## begin Entries supplied
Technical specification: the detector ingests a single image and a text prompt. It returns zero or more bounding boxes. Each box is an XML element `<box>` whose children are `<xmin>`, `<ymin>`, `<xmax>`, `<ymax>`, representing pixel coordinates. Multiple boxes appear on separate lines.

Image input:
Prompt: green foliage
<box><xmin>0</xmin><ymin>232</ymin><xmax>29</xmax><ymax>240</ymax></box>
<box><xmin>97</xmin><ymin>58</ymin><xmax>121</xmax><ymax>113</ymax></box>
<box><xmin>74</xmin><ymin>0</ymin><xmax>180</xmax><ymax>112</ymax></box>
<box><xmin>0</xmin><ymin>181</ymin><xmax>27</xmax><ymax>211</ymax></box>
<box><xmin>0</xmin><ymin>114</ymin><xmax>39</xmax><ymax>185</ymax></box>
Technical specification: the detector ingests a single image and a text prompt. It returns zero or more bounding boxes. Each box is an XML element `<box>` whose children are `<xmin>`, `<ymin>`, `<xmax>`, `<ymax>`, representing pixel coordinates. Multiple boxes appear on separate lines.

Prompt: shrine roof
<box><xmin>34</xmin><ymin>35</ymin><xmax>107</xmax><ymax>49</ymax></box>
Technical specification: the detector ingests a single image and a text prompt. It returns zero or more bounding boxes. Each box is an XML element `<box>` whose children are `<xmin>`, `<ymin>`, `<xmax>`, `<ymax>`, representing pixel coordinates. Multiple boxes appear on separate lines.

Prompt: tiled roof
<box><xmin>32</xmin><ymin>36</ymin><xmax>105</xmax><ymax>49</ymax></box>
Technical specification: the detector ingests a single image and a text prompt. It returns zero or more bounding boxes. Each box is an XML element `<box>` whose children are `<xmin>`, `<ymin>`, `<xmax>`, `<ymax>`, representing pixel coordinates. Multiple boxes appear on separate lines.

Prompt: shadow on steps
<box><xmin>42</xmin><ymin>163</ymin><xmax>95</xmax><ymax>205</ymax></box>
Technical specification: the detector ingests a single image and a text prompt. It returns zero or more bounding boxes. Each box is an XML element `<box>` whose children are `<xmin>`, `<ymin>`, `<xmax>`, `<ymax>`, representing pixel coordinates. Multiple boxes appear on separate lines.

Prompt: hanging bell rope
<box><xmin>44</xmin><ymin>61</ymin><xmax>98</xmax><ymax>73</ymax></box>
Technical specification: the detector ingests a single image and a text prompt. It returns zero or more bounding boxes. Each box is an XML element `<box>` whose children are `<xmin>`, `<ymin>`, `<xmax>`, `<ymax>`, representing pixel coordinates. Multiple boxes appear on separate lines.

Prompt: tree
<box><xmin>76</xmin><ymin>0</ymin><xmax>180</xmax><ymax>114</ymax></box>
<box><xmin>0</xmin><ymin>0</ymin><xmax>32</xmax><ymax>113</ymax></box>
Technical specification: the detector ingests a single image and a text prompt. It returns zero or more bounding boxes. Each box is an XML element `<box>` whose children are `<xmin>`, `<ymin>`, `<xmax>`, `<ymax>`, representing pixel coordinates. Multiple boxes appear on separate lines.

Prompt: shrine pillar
## end Entries supplied
Copy all of the lines above word for word, without changing anything.

▸ Full solution
Technical specification: the detector ingests a single image and a text prompt. It returns zero or more bounding boxes. Each box is an XML element `<box>` whose children are `<xmin>`, `<ymin>`, `<xmax>`, `<ymax>`, representing pixel coordinates. Multiple boxes appear on separate lines.

Image input:
Prompt: green foliage
<box><xmin>0</xmin><ymin>232</ymin><xmax>29</xmax><ymax>240</ymax></box>
<box><xmin>97</xmin><ymin>58</ymin><xmax>121</xmax><ymax>113</ymax></box>
<box><xmin>74</xmin><ymin>0</ymin><xmax>180</xmax><ymax>112</ymax></box>
<box><xmin>0</xmin><ymin>181</ymin><xmax>27</xmax><ymax>211</ymax></box>
<box><xmin>0</xmin><ymin>114</ymin><xmax>39</xmax><ymax>185</ymax></box>
Technical specification: the detector ingests a single image and a text prompt. It returns zero or more bounding boxes. Each box is an XML element `<box>` whose children are `<xmin>`, `<ymin>`, `<xmax>`, `<ymax>`, representing pixel coordinates. Multiple boxes appear on separate lines.

Prompt: shrine roof
<box><xmin>34</xmin><ymin>35</ymin><xmax>107</xmax><ymax>49</ymax></box>
Technical specification: the detector ingests a single image and a text prompt. It returns zero or more bounding boxes. Each box is an XML element `<box>` whose children are `<xmin>`, `<ymin>`, `<xmax>`, `<ymax>`, representing pixel coordinates. Multiple boxes appear on separate lines.

Prompt: tiled roof
<box><xmin>32</xmin><ymin>36</ymin><xmax>105</xmax><ymax>49</ymax></box>
Technical specification: the detector ingests a single image and a text prompt. It returns zero or more bounding boxes. Each box is an XML element `<box>` whose children are `<xmin>`, `<ymin>`, `<xmax>`, `<ymax>`, representing pixel coordinates. Multiple boxes appear on separate lines.

Prompt: shadow on steps
<box><xmin>42</xmin><ymin>163</ymin><xmax>95</xmax><ymax>205</ymax></box>
Technical specification: the detector ingests a single image and a text prompt. It returns zero or more bounding boxes. Each box is an XML element `<box>` whose children are `<xmin>`, `<ymin>`, `<xmax>`, `<ymax>`, representing pixel coordinates. Multiple boxes appear on separate lines.

Prompt: hanging bell rope
<box><xmin>44</xmin><ymin>61</ymin><xmax>98</xmax><ymax>73</ymax></box>
Technical specification: the detector ingests a single image and a text prompt. It returns zero or more bounding boxes. Each box is an XML element `<box>` whose children are `<xmin>`, `<ymin>`, `<xmax>`, `<ymax>`, representing pixel coordinates. Multiple boxes appear on separate lines.

Prompt: tree
<box><xmin>76</xmin><ymin>0</ymin><xmax>180</xmax><ymax>114</ymax></box>
<box><xmin>0</xmin><ymin>0</ymin><xmax>32</xmax><ymax>113</ymax></box>
Technical specification: the detector ingests a single image and a text prompt. It returns zero or more bounding boxes. Each box is an XML element `<box>` whose children are `<xmin>`, `<ymin>`, `<xmax>`, `<ymax>`, representing pixel coordinates. Multiple boxes appear on separate lines.

Prompt: shrine pillar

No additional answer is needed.